RECORDS FOR THE EXERCISE →
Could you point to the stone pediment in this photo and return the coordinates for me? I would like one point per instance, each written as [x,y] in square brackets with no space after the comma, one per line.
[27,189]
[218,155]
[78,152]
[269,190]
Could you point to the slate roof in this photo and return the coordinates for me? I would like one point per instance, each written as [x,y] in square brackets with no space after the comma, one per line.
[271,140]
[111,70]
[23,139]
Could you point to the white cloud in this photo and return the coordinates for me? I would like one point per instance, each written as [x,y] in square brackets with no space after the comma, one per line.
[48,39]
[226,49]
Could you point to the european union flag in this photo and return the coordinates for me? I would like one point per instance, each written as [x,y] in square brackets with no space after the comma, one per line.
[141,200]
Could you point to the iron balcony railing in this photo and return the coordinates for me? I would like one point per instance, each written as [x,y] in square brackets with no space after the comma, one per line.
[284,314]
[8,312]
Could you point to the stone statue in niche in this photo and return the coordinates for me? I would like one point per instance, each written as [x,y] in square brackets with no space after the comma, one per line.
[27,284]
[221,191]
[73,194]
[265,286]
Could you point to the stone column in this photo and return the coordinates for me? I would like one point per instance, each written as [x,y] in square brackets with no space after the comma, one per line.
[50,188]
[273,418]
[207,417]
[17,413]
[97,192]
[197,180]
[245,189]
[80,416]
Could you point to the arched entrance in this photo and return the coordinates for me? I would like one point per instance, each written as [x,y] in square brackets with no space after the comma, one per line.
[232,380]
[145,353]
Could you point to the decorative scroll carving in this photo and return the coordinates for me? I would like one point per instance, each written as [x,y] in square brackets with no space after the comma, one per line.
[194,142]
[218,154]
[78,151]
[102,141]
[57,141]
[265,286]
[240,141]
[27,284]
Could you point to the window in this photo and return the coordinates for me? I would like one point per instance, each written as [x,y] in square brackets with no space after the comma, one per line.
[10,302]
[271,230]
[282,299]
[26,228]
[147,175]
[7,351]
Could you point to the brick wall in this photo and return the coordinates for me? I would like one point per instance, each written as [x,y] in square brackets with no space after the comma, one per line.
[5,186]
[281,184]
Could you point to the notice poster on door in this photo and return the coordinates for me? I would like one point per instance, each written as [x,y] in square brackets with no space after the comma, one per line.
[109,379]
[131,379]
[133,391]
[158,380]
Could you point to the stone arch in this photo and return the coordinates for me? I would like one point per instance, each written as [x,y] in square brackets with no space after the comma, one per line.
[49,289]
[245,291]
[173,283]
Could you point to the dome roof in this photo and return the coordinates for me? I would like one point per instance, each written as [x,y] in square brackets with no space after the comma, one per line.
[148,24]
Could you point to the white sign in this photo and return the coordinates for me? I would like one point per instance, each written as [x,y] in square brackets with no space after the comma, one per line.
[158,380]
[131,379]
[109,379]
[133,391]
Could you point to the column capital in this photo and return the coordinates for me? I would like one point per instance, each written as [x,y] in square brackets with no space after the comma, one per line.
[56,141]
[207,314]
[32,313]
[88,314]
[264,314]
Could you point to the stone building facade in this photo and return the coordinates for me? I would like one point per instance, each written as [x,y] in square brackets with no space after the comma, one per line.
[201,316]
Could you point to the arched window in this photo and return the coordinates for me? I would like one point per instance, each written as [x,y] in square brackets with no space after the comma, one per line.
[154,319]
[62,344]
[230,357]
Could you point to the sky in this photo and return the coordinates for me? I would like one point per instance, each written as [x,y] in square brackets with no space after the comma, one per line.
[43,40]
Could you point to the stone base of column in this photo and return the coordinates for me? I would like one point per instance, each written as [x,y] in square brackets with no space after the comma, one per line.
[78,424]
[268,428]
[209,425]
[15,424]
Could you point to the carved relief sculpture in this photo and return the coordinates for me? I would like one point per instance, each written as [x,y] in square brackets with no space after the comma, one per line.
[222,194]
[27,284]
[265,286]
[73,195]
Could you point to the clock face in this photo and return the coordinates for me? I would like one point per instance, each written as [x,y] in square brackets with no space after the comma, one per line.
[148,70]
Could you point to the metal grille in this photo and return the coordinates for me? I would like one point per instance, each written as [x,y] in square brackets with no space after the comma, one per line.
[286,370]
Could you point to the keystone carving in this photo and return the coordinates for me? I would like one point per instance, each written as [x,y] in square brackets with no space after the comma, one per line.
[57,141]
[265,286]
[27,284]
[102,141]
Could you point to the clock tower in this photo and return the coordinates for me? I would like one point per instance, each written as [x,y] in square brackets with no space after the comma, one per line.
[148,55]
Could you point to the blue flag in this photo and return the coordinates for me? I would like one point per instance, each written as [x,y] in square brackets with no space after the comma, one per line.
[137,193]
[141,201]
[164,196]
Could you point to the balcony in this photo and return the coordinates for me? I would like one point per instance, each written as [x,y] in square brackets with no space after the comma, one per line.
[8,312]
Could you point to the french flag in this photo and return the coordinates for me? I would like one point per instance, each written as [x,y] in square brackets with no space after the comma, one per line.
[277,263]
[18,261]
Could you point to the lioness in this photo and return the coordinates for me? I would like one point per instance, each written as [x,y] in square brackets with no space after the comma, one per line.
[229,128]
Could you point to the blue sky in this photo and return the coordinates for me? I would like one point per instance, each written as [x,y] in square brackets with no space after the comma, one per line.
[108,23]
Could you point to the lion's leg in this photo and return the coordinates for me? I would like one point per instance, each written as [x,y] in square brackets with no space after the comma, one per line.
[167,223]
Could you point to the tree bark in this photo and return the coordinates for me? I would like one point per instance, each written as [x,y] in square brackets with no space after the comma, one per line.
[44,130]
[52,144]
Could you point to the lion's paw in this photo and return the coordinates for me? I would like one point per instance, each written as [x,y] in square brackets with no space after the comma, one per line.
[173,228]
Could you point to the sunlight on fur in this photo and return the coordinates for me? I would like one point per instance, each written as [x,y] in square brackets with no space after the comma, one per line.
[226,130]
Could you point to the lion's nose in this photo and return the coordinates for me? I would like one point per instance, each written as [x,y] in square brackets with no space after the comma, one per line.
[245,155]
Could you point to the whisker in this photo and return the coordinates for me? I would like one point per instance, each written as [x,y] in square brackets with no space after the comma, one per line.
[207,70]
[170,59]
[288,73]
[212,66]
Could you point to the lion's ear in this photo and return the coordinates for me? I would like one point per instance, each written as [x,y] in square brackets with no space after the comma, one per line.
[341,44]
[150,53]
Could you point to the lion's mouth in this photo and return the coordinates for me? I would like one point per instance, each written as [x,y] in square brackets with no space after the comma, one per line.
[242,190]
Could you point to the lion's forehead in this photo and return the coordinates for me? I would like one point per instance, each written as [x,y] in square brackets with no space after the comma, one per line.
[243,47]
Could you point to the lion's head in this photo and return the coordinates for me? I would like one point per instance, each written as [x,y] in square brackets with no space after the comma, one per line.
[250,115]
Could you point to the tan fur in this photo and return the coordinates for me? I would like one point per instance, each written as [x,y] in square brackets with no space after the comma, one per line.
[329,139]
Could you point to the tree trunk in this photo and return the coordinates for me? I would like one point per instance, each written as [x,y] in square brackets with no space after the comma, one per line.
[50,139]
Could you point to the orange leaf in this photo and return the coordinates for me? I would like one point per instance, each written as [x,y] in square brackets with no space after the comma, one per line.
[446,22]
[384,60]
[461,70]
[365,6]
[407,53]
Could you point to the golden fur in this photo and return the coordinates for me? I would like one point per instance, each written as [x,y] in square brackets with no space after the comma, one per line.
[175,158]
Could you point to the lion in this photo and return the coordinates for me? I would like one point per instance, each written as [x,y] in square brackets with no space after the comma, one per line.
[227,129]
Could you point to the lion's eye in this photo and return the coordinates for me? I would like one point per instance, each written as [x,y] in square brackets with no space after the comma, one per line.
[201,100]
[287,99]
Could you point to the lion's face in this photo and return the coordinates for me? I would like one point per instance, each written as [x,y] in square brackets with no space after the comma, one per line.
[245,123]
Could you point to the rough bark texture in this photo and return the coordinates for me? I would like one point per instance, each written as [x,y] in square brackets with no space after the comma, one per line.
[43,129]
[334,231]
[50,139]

REQUIRED WORK → The expected answer is an exact copy of the lines beginning at the one with "Could you point to the lion's face" and running to the end of the entries above.

RESPONSE TO THIS TASK →
Could you point to the lion's face in this photo and return the coordinates for me? I would like one point per instance, each written as [x,y] in square brackets with no space after the comma, one per line.
[245,123]
Could you point to the rough bark texture in this photo and return the coordinates for me? I would like one point per instance, each written as [x,y] in square brackets with no space after the comma, one per line.
[43,129]
[334,231]
[50,139]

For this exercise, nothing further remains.